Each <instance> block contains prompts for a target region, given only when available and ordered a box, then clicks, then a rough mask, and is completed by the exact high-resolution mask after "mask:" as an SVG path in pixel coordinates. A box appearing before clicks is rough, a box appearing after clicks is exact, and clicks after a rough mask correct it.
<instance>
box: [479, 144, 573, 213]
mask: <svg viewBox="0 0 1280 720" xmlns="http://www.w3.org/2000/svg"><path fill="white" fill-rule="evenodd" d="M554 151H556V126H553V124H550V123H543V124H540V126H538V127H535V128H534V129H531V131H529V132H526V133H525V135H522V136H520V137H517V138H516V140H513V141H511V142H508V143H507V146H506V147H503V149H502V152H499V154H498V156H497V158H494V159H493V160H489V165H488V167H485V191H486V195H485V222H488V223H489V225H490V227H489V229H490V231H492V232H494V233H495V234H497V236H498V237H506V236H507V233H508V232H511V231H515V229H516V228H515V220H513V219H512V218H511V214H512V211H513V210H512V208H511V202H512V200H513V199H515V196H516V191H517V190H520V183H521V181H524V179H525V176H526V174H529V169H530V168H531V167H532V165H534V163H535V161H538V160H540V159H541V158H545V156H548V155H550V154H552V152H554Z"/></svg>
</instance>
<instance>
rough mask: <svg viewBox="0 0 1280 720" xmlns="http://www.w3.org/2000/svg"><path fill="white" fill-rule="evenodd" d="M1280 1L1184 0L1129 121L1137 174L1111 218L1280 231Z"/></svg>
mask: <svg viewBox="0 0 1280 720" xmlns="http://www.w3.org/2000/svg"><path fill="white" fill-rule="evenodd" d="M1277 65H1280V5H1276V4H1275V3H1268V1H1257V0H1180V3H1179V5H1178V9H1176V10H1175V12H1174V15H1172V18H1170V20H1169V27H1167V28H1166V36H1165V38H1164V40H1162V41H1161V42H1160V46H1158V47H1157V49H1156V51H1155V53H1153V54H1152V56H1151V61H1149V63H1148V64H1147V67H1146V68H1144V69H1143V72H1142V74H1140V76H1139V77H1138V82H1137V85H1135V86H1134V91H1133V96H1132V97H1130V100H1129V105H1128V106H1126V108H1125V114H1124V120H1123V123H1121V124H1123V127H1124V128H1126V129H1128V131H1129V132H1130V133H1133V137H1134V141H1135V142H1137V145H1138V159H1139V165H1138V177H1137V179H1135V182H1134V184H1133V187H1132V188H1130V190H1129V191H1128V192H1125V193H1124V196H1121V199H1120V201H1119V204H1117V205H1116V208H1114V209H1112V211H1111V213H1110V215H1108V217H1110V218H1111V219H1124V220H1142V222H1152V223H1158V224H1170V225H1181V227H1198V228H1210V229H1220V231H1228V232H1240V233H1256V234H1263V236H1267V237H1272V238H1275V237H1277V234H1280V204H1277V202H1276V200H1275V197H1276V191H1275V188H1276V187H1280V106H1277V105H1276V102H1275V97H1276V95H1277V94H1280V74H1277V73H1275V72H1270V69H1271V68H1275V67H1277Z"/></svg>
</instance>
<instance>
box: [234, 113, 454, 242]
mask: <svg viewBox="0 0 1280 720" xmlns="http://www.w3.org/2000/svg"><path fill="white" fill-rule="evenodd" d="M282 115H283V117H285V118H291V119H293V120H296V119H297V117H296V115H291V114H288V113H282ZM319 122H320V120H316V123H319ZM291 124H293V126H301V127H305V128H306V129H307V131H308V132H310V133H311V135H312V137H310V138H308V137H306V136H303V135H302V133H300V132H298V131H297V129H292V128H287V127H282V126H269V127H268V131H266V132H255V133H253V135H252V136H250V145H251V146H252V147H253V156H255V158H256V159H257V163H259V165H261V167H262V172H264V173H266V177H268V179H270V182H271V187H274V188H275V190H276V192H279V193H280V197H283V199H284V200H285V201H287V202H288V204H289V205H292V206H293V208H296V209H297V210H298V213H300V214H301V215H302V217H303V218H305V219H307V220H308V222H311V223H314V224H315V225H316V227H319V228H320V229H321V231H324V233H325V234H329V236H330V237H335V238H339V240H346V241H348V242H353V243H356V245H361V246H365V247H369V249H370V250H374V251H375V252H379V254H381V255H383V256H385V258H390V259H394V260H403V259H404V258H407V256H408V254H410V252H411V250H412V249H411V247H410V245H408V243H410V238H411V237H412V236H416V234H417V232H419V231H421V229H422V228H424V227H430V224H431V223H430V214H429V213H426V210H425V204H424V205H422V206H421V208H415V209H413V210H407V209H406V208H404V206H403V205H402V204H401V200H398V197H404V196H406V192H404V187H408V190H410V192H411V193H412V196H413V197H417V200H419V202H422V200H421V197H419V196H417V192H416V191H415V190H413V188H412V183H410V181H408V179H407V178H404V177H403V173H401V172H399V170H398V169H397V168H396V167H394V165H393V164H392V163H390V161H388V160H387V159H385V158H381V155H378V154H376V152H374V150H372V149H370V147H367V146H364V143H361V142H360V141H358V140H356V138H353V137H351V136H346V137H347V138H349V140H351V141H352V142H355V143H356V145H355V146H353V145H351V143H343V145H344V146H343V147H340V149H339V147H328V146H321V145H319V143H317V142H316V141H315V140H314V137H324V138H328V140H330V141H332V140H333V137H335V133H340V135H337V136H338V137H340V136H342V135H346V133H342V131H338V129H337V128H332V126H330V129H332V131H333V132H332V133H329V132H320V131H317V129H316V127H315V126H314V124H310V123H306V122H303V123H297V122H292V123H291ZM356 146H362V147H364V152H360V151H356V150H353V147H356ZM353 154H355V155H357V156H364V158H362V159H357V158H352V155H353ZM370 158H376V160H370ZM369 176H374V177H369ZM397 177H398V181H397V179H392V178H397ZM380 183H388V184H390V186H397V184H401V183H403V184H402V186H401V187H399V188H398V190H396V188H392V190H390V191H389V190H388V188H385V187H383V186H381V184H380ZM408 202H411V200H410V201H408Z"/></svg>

======

**Task**
Work out how many lines of the records above contain the string "resolution". Reply with the number alone.

**Completed exercise**
1